Exclusão digital deixou famílias pobres sem auxílio emergencial
A exclusão digital prejudicou o acesso das famílias mais pobres ao auxílio emergencial durante a pandemia, de acordo com um estudo do FGV/Cemif (Centro de Estudos de Microfinanças e Inclusão Financeira, da Fundação Getulio Vargas).
Pelos dados, 20% dos entrevistados das classes D e E que tentaram e não conseguiram o auxílio do governo apontam a falta de celular como uma das razões para a não conseguir o benefício —quando consideradas todas as classes, esse percentual é de 7%.
Além disso, 22% dos mais pobres alegaram ter tentado e não conseguido o benefício por limitações da internet e 28% disseram não ter conseguido usar o aplicativo da Caixa.

Trechos dos registros =>
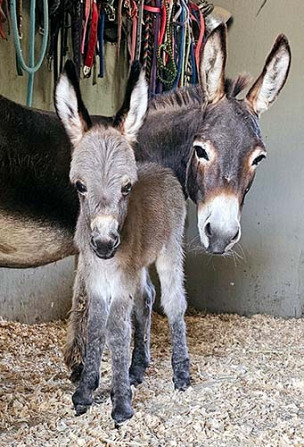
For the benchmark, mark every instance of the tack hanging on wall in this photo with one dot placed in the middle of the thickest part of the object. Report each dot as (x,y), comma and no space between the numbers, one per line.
(167,36)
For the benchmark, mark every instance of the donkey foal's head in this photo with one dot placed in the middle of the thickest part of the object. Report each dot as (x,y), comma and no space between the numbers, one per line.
(103,167)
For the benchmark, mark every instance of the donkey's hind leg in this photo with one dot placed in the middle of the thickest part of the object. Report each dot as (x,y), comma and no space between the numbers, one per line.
(169,267)
(74,350)
(143,303)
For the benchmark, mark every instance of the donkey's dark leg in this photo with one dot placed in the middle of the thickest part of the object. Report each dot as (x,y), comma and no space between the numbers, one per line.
(74,350)
(89,380)
(118,339)
(143,304)
(170,269)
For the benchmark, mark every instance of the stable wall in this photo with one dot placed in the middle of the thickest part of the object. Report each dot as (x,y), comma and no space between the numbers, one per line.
(270,277)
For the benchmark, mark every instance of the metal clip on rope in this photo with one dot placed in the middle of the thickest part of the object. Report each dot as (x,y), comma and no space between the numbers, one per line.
(31,68)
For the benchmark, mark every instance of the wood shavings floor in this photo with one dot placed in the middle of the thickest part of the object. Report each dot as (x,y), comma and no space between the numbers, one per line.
(247,388)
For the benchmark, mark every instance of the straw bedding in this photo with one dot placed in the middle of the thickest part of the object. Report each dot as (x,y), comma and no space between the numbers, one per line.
(247,388)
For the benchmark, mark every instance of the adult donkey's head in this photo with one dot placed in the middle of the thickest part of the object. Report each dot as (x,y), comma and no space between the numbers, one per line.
(228,146)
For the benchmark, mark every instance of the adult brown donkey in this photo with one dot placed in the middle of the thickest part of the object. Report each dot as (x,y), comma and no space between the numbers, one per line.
(210,139)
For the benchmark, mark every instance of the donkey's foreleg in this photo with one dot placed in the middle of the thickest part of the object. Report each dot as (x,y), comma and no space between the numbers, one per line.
(143,303)
(89,380)
(74,350)
(119,338)
(170,270)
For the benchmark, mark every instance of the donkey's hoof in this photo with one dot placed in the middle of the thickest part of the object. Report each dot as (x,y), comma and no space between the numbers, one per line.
(181,383)
(121,413)
(81,403)
(81,409)
(76,373)
(136,375)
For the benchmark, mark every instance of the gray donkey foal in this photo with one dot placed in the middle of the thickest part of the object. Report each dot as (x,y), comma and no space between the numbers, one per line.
(130,217)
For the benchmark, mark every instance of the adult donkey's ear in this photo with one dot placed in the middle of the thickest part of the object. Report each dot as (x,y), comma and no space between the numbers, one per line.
(131,115)
(69,105)
(213,62)
(266,88)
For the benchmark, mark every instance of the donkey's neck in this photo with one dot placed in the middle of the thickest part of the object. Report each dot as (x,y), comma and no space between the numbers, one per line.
(167,135)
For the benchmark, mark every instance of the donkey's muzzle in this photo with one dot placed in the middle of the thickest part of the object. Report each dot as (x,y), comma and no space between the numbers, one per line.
(221,241)
(105,248)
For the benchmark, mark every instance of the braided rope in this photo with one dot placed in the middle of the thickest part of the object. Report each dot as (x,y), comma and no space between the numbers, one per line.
(167,70)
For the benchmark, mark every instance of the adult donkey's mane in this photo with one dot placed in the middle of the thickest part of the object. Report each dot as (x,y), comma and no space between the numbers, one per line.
(194,96)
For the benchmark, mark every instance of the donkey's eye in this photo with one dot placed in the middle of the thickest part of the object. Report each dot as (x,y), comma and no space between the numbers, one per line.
(258,160)
(81,188)
(201,152)
(126,189)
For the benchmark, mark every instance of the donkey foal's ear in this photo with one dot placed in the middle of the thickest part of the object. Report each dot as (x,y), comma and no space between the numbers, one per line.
(69,105)
(267,87)
(213,61)
(131,115)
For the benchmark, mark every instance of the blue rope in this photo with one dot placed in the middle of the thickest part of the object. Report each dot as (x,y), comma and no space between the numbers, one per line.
(193,65)
(181,47)
(31,68)
(101,43)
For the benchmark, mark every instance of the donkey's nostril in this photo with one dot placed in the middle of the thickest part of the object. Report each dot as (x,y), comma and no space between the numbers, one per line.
(208,230)
(116,241)
(236,235)
(93,242)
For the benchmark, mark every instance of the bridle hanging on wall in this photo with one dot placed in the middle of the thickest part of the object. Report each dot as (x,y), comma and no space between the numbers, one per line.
(165,35)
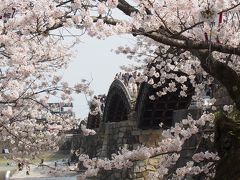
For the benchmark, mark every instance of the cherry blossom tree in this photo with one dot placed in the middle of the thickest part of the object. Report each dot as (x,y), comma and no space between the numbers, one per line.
(198,38)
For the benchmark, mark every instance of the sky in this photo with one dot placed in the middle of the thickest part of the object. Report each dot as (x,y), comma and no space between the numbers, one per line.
(95,62)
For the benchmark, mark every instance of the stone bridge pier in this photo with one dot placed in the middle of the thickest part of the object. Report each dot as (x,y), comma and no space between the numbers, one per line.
(130,123)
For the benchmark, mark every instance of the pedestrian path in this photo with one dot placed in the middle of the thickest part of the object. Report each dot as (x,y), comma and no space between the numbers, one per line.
(46,172)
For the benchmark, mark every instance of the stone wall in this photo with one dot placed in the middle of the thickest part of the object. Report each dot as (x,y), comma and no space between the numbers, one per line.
(114,135)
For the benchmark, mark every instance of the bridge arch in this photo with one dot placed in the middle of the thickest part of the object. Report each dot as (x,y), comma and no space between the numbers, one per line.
(150,113)
(118,103)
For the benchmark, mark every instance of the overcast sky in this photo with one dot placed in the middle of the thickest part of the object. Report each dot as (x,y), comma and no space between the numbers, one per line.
(95,61)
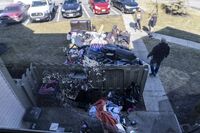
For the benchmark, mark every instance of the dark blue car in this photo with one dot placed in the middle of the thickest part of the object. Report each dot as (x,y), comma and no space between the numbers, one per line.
(71,8)
(126,6)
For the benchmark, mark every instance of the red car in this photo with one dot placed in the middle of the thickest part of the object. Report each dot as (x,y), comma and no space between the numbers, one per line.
(14,13)
(100,6)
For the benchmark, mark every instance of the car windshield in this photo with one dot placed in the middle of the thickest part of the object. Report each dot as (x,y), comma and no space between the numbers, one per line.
(70,1)
(12,9)
(99,1)
(39,3)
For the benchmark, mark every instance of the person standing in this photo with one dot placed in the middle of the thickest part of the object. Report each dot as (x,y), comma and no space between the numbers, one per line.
(138,17)
(152,22)
(158,53)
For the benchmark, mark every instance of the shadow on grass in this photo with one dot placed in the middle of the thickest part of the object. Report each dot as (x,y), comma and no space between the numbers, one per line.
(27,47)
(180,34)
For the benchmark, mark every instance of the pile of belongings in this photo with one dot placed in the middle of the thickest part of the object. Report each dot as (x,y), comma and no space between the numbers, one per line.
(105,48)
(108,113)
(59,87)
(109,110)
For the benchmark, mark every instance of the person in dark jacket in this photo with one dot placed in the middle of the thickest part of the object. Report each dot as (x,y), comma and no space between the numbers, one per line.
(158,53)
(152,23)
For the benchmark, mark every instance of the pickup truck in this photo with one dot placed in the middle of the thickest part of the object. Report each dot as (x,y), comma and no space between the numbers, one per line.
(41,10)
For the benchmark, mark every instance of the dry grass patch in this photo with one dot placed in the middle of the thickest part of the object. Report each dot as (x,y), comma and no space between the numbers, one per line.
(186,27)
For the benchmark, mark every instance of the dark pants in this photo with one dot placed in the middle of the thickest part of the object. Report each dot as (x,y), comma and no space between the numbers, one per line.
(155,65)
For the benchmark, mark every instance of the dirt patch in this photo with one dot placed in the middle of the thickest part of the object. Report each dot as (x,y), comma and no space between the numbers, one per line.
(179,74)
(180,77)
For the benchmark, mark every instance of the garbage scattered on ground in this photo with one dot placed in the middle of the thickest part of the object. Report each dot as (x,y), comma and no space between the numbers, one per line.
(111,115)
(105,48)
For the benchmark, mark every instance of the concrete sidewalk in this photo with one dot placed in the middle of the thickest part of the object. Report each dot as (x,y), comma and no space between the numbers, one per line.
(154,94)
(178,41)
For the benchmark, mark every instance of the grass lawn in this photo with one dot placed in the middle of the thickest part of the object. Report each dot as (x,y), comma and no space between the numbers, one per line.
(179,74)
(187,27)
(64,26)
(43,42)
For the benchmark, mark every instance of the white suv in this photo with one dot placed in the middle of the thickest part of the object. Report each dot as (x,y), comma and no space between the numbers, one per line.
(41,10)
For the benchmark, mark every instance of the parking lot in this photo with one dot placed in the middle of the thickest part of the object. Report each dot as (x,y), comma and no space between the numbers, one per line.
(87,12)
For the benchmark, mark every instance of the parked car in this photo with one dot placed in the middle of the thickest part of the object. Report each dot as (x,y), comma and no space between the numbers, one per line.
(100,6)
(126,6)
(41,10)
(16,12)
(71,8)
(26,2)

Enunciado da tarefa 1 =>
Com base no texto sobre exclusão digital, responda:
(a) Que centro de estudos fez a pesquisa?
(b) Somando todas as classes, que percentual citou a falta de celular como motivo para não obter o auxílio?
(c) Que percentual dos mais pobres afirmou não ter conseguido usar o aplicativo da Caixa?
Enunciado da tarefa 2 => Transcreva o trecho do texto sobre exclusão digital que vai de "Exclusão digital deixou" até "percentual é de 7%.", incluindo ambos.
Responda com base somente no texto.

Área de resposta 1 =>
(a) O FGV/Cemif (Centro de Estudos de Microfinanças e Inclusão Financeira, da Fundação Getulio Vargas).
(b) 7%.
(c) 28%.

Área de resposta 2 =>
Exclusão digital deixou famílias pobres sem auxílio emergencial
A exclusão digital prejudicou o acesso das famílias mais pobres ao auxílio emergencial durante a pandemia, de acordo com um estudo do FGV/Cemif (Centro de Estudos de Microfinanças e Inclusão Financeira, da Fundação Getulio Vargas).
Pelos dados, 20% dos entrevistados das classes D e E que tentaram e não conseguiram o auxílio do governo apontam a falta de celular como uma das razões para a não conseguir o benefício —quando consideradas todas as classes, esse percentual é de 7%.